*Data rows*.
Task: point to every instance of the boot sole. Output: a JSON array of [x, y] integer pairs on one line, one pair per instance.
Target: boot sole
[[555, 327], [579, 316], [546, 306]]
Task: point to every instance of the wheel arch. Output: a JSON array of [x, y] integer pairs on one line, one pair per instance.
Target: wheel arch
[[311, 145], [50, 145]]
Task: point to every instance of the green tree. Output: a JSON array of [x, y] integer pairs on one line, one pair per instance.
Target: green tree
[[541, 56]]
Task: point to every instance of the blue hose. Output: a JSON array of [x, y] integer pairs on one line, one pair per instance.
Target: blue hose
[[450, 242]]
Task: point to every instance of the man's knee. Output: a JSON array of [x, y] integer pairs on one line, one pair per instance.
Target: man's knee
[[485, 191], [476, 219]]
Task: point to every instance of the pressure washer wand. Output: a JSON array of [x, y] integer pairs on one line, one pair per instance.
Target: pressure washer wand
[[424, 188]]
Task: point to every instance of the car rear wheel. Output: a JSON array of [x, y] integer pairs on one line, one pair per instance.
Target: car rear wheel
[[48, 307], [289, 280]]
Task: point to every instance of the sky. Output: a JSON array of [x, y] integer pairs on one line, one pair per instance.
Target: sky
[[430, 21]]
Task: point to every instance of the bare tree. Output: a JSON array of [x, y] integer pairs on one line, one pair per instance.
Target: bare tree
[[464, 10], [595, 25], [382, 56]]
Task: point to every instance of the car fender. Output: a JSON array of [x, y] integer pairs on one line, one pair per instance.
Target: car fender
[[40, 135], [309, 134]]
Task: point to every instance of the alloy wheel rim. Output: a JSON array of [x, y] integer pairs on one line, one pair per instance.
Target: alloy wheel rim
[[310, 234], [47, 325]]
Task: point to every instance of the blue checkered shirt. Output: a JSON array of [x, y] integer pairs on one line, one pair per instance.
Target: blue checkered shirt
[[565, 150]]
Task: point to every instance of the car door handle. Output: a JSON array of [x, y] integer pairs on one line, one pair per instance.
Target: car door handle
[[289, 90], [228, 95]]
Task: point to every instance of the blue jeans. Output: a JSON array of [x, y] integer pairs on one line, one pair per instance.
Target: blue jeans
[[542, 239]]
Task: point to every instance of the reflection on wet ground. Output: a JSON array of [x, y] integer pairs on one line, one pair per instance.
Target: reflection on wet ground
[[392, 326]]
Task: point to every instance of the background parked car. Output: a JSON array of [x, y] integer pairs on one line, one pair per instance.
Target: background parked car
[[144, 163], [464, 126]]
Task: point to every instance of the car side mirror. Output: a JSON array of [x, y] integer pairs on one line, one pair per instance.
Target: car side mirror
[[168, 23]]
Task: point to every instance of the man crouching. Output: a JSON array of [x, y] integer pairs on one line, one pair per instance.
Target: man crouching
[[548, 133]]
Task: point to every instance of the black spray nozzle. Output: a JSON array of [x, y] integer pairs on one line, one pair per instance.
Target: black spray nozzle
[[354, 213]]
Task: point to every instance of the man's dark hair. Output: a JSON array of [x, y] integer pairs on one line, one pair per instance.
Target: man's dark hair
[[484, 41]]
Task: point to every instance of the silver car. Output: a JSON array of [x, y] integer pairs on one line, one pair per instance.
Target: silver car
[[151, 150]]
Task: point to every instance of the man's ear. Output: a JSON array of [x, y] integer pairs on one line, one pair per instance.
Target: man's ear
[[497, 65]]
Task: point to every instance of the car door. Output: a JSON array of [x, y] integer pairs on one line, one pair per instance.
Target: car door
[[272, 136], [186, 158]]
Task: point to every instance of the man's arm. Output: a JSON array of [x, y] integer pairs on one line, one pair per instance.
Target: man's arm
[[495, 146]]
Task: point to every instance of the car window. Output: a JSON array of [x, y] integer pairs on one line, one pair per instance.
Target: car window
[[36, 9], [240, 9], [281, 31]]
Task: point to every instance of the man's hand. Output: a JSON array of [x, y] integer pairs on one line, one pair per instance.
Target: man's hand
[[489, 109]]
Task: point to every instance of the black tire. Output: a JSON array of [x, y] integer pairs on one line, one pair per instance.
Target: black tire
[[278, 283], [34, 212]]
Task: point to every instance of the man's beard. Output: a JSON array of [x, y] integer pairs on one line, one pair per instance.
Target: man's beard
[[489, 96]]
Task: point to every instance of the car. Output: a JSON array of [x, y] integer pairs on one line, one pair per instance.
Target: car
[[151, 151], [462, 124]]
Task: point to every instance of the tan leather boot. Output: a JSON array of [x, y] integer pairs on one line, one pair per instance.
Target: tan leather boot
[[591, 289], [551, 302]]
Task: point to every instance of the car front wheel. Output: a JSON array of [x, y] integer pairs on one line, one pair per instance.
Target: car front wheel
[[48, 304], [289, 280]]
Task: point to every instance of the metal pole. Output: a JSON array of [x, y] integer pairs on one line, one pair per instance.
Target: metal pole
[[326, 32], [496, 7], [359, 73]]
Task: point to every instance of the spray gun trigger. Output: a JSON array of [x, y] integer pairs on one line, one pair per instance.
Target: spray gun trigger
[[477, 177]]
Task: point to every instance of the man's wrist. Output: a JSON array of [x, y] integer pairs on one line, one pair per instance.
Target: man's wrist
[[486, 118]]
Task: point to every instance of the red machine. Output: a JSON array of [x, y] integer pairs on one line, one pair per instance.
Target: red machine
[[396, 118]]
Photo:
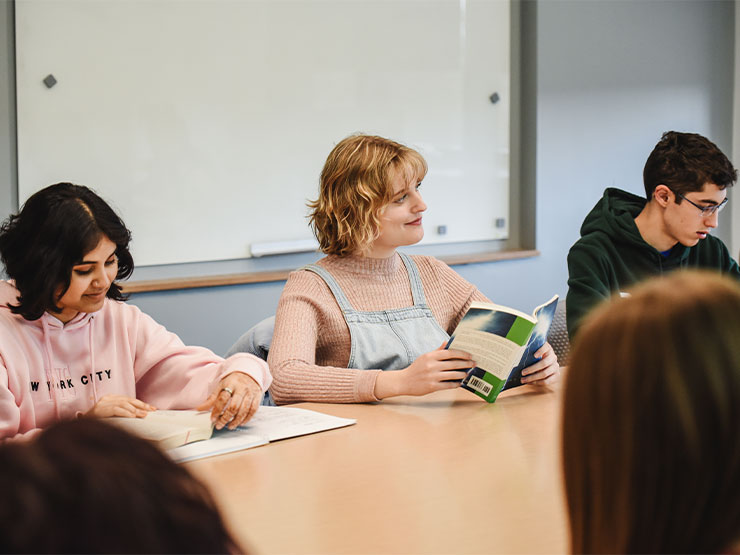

*What the task requires*. Output, as a numbered list with blank lines omitted, the lines running from the start of the records through the line containing "[[555, 327], [579, 316], [546, 306]]".

*Written response*.
1. Task: point to every instance of the boot sole. Output: a JSON array of [x, y] integer pairs on one line, one pair per instance.
2. Target: boot sole
3. [[555, 327], [579, 316], [546, 306]]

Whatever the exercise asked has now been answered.